**EXCERPTED PASSAGE**

Do you ignore phone or email messages from science or medical reporters, hoping they won’t call back?
If you don’t call back, will they share inaccurate information with the public?
If you do call back, are you contributing to a clear understanding of a topic, or adding to the general confusion about a discovery’s importance or impact?
Ed Yong, award winning journalist and National Geographic blogger, acknowledges, “there’s a lot of nervousness about giving comments to journalists.”
He has shared some tips he believes will bring some clarity to science reporting. You can effectively participate, provide information that will help the public, and give context to new discoveries. You can prevent misunderstanding.
Health journalist Gary Schwitzer was so discouraged by the poor quality of health news reporting, he established HealthNewsReview.org and established 10 principles for quality reporting. He, and a group of reviewers rate news stories about health innovations and discoveries using these principles. They believe that communicating these 10 elements can help the public better understand scientific and medical discoveries and their potential impact on all our lives. Keeping these 10 principles in mind when you are called for background or comment may help you improve reporting, and save clinical colleagues from an onslaught of unnecessary patient calls and questions!
The Library also offers three books that offer tips, training, and illustrations of how to communicate science more effectively to the public or the media:
- A scientist’s guide to talking with the media : practical advice from the Union of Concerned Scientists by Richard Hayes and Daniel Grossman. HSL General Collection/3rd Floor Q 225 H4184s 2006
- Am I making myself clear? : a scientist’s guide to talking to the public by Cornelia Dean. HSL General Collection/3rd Floor Q 223 D283a 2009
- Don’t be such a scientist : talking substance in an age of style by Randy Olson. HSL General Collection/3rd Floor Q 223 O527d 2009
You can help improve the quality of science understanding with just a few simple and effective tools. In an era of apathy about science education, if you don’t help the public learn, who will?

**BRIEF 1**
From the post on talking with science reporters, echo the stretch from "Ed Yong, award" through "can prevent misunderstanding.".
**BRIEF 2**
Give the titles of all the books that the post on communicating with the media lists as available from the Library.
**BRIEF 3**
According to the post on communicating with the media, who established HealthNewsReview.org?

**DATA RECORDS**
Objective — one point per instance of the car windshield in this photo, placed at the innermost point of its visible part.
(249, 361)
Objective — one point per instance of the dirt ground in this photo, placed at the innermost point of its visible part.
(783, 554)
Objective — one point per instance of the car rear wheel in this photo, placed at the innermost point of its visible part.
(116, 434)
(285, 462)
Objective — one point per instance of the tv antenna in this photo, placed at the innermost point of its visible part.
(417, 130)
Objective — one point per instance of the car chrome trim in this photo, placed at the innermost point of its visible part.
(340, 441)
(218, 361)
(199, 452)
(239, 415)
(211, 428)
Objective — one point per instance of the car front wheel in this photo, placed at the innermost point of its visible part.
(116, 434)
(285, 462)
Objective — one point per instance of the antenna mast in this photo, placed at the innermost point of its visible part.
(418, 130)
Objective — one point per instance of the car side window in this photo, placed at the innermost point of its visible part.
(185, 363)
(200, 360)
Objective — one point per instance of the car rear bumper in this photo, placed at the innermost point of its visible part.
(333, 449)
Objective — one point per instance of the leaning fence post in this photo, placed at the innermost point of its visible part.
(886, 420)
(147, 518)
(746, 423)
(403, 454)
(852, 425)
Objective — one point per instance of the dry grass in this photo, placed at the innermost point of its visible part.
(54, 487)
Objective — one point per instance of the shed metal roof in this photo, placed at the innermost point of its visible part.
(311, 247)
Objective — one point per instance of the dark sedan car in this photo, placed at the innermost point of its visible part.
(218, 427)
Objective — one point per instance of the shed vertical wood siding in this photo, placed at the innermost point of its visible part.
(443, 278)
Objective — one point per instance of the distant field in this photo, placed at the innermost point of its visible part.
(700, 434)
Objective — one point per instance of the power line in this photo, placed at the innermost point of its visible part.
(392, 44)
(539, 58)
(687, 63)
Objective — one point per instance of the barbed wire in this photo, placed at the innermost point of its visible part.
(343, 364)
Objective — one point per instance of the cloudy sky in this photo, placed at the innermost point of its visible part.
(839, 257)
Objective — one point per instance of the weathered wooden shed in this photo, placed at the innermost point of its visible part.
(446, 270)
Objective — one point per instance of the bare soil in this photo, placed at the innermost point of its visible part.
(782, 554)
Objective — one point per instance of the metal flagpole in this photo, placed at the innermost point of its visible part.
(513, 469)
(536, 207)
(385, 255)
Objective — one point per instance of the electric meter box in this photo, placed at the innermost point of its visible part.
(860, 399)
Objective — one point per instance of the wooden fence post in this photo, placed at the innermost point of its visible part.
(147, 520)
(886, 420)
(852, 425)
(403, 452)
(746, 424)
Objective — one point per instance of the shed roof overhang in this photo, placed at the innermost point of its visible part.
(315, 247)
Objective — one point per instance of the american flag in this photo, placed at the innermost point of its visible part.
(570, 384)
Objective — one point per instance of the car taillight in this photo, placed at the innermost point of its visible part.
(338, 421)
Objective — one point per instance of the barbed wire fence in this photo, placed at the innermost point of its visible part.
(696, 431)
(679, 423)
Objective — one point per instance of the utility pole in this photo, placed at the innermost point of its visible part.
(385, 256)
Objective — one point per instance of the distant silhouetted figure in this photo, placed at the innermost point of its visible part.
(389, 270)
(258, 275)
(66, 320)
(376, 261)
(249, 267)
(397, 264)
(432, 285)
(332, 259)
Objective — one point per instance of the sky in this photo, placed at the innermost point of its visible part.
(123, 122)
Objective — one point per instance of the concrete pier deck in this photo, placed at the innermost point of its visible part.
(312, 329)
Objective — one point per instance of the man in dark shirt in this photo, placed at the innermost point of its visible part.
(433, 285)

**WRITTEN ANSWER 1**
Ed Yong, award winning journalist and National Geographic blogger, acknowledges, “there’s a lot of nervousness about giving comments to journalists.”
He has shared some tips he believes will bring some clarity to science reporting. You can effectively participate, provide information that will help the public, and give context to new discoveries. You can prevent misunderstanding.

**WRITTEN ANSWER 2**
- A scientist's guide to talking with the media : practical advice from the Union of Concerned Scientists
- Am I making myself clear? : a scientist's guide to talking to the public
- Don't be such a scientist : talking substance in an age of style

**WRITTEN ANSWER 3**
Health journalist Gary Schwitzer.